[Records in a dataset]
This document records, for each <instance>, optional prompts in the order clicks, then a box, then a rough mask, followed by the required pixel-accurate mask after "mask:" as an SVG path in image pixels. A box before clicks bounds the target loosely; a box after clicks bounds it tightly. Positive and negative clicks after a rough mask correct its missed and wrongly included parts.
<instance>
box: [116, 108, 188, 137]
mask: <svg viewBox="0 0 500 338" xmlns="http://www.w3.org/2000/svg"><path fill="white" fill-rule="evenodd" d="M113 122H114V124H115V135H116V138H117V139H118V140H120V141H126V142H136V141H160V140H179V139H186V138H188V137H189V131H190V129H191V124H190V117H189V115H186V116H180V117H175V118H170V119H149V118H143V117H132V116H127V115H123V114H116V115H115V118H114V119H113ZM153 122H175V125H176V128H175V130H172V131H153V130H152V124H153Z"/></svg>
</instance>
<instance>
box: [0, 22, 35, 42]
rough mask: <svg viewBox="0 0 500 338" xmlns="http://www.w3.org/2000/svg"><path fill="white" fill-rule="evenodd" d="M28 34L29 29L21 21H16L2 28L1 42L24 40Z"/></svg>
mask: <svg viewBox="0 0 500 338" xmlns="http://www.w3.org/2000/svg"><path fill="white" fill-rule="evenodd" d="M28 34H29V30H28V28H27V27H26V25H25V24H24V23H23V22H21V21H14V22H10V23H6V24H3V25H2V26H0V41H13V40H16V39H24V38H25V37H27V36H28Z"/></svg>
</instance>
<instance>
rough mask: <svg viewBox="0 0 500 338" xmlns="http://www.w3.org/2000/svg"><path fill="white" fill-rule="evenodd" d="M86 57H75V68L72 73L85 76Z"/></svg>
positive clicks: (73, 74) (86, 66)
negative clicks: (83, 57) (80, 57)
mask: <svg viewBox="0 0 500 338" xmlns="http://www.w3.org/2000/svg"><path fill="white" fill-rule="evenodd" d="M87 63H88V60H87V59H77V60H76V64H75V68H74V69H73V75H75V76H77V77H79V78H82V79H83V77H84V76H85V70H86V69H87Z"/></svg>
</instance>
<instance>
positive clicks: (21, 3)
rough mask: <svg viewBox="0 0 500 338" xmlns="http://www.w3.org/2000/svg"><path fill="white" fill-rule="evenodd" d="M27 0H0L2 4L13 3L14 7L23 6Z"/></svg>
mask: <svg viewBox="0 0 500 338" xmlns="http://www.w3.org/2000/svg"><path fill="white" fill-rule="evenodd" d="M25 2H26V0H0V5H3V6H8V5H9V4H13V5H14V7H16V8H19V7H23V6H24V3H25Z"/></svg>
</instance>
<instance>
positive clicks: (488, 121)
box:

* [ACTIVITY]: Copy all of the material above line for line, changing nothing.

* [COMPLETED EXERCISE]:
This document records, for each <instance>, optional prompts in the order clicks, then a box, then a rough mask, followed by the required pixel-accurate mask after "mask:" as an SVG path in image pixels. A box before clicks bounds the target loosely; a box after clicks bounds it tightly. Positive and negative clicks after a rough mask correct its missed and wrongly included parts.
<instance>
box: [116, 108, 188, 137]
mask: <svg viewBox="0 0 500 338" xmlns="http://www.w3.org/2000/svg"><path fill="white" fill-rule="evenodd" d="M113 122H114V124H115V135H116V138H117V139H118V140H120V141H126V142H136V141H160V140H179V139H186V138H188V137H189V131H190V129H191V124H190V117H189V115H186V116H180V117H175V118H170V119H149V118H143V117H132V116H127V115H123V114H116V115H115V118H114V119H113ZM153 122H175V125H176V128H175V130H172V131H153V130H152V124H153Z"/></svg>
</instance>
<instance>
box: [0, 22, 35, 42]
rough mask: <svg viewBox="0 0 500 338" xmlns="http://www.w3.org/2000/svg"><path fill="white" fill-rule="evenodd" d="M28 34L29 29L21 21H16L2 28L1 42L24 40Z"/></svg>
mask: <svg viewBox="0 0 500 338" xmlns="http://www.w3.org/2000/svg"><path fill="white" fill-rule="evenodd" d="M28 34H29V30H28V28H27V27H26V25H25V24H24V23H23V22H21V21H14V22H10V23H6V24H3V25H2V26H0V41H13V40H16V39H24V38H25V37H27V36H28Z"/></svg>
</instance>
<instance>
rough mask: <svg viewBox="0 0 500 338" xmlns="http://www.w3.org/2000/svg"><path fill="white" fill-rule="evenodd" d="M86 57H75V68L72 73L85 76Z"/></svg>
positive clicks: (73, 74) (86, 66)
negative clicks: (83, 57) (80, 57)
mask: <svg viewBox="0 0 500 338" xmlns="http://www.w3.org/2000/svg"><path fill="white" fill-rule="evenodd" d="M87 63H88V60H87V59H77V60H76V64H75V68H74V69H73V75H75V76H77V77H79V78H82V79H83V77H84V76H85V70H86V69H87Z"/></svg>
</instance>
<instance>
positive clicks: (21, 3)
rough mask: <svg viewBox="0 0 500 338" xmlns="http://www.w3.org/2000/svg"><path fill="white" fill-rule="evenodd" d="M27 0H0L2 4L13 3L14 7L23 6Z"/></svg>
mask: <svg viewBox="0 0 500 338" xmlns="http://www.w3.org/2000/svg"><path fill="white" fill-rule="evenodd" d="M25 2H26V0H0V5H3V6H8V5H9V4H13V5H14V7H16V8H19V7H23V6H24V3H25Z"/></svg>
</instance>
<instance>
positive clicks: (488, 121)
box:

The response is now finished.